■ Work task:
Look at each line of the records and count those with "Report" in them. Please answer with the count alone.
[[ Source records open ]]
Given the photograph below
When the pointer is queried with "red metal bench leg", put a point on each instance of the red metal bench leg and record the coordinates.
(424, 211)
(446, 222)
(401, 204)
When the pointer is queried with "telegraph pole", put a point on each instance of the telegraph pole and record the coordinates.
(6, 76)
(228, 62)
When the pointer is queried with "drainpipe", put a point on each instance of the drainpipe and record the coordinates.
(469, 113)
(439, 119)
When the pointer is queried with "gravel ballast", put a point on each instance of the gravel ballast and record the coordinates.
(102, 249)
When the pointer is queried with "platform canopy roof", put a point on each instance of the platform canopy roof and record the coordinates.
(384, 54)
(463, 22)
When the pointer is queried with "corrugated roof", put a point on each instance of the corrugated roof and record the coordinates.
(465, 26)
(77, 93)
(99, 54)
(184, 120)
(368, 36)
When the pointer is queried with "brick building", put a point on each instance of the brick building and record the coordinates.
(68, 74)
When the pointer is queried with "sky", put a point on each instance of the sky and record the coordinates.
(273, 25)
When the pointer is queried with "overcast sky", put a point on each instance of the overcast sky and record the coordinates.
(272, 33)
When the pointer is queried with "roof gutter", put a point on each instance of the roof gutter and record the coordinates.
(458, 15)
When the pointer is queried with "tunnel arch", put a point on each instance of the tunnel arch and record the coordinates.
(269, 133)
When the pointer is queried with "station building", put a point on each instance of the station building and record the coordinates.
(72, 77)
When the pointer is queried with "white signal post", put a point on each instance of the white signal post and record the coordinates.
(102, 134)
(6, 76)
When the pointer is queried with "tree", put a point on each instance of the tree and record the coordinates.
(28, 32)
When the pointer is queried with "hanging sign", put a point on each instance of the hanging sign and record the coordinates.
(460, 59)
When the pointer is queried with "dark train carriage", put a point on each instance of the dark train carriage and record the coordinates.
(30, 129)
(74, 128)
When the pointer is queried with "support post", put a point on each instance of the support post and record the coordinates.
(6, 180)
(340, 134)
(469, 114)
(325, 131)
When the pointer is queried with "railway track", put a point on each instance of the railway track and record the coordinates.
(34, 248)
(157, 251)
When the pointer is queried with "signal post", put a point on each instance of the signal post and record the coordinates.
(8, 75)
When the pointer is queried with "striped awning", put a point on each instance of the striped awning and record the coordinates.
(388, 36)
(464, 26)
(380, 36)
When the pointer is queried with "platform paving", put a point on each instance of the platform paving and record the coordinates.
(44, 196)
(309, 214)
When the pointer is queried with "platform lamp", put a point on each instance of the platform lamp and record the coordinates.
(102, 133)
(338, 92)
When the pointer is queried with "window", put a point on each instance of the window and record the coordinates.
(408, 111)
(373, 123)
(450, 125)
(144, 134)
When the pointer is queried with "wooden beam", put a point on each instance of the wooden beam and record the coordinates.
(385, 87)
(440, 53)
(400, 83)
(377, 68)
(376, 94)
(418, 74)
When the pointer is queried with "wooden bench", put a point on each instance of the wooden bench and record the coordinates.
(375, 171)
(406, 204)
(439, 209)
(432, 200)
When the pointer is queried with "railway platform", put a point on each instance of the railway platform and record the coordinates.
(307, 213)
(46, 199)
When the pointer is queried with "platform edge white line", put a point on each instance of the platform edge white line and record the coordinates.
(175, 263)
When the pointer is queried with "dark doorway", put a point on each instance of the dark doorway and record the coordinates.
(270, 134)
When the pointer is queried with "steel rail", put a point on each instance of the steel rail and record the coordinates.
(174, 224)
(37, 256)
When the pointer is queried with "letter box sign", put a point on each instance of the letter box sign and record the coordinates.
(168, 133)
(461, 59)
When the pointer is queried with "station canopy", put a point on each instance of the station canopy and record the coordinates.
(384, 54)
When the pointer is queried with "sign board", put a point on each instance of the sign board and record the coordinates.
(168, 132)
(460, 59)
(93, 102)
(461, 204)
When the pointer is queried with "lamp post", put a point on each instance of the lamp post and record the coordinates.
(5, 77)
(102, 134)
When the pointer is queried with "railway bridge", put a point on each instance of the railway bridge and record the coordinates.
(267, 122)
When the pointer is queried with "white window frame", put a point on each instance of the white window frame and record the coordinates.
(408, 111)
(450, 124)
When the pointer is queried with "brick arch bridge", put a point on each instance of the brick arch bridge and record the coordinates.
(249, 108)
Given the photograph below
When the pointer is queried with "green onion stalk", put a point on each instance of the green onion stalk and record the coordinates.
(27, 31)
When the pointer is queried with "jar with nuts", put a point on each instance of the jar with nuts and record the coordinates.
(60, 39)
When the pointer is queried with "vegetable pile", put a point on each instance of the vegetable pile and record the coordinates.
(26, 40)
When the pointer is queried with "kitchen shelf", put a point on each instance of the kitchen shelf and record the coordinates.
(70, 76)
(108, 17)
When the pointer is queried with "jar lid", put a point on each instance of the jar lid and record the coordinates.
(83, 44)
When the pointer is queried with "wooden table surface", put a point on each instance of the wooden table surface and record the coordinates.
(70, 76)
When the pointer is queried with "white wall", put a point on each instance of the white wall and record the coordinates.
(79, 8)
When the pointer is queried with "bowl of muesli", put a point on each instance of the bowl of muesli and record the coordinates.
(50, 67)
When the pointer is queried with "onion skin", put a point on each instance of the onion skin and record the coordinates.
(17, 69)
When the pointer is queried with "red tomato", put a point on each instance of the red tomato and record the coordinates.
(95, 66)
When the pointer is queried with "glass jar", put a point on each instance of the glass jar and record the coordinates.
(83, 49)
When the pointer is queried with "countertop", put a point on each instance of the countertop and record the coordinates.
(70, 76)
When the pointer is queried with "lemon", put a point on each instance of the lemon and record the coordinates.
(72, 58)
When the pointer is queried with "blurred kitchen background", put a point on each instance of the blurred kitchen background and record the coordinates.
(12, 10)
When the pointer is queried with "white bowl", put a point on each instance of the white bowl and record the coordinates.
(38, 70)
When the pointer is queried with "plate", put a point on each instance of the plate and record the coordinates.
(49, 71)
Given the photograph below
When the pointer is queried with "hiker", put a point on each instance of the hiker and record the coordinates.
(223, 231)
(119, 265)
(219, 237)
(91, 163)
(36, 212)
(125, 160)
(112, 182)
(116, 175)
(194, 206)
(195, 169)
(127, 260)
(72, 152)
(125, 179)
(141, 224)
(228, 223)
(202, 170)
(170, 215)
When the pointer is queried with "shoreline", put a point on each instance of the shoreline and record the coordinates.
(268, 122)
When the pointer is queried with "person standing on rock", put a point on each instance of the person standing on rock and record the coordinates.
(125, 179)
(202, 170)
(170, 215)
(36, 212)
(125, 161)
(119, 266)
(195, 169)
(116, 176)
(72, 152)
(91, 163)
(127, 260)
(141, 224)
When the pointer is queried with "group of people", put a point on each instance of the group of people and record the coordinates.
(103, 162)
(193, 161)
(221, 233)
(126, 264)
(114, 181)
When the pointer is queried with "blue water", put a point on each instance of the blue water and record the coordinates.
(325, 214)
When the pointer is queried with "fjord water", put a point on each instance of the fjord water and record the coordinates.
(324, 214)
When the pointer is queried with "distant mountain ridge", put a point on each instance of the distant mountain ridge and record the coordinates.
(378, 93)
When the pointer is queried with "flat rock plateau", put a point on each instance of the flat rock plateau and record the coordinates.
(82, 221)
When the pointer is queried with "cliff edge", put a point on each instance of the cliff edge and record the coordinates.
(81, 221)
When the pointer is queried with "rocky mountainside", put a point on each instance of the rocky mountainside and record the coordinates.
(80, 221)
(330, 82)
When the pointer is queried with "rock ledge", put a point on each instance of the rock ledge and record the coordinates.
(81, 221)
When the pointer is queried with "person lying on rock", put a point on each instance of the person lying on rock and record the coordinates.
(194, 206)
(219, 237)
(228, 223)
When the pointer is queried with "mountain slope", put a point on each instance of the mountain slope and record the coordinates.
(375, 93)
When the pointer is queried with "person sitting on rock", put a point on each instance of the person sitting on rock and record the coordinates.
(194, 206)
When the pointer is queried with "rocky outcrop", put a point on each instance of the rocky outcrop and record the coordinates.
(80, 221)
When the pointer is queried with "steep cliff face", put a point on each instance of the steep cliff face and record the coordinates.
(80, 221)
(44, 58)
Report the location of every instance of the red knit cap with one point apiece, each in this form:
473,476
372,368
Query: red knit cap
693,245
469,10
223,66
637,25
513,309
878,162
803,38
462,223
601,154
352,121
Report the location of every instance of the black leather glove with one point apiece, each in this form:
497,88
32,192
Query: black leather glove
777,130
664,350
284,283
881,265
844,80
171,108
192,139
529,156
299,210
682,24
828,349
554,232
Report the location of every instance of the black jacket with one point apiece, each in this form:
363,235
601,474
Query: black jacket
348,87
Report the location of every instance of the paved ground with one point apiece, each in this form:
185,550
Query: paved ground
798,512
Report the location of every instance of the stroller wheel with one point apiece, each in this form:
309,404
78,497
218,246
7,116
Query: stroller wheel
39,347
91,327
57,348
[[ Source records closed ]]
■ Written solution:
5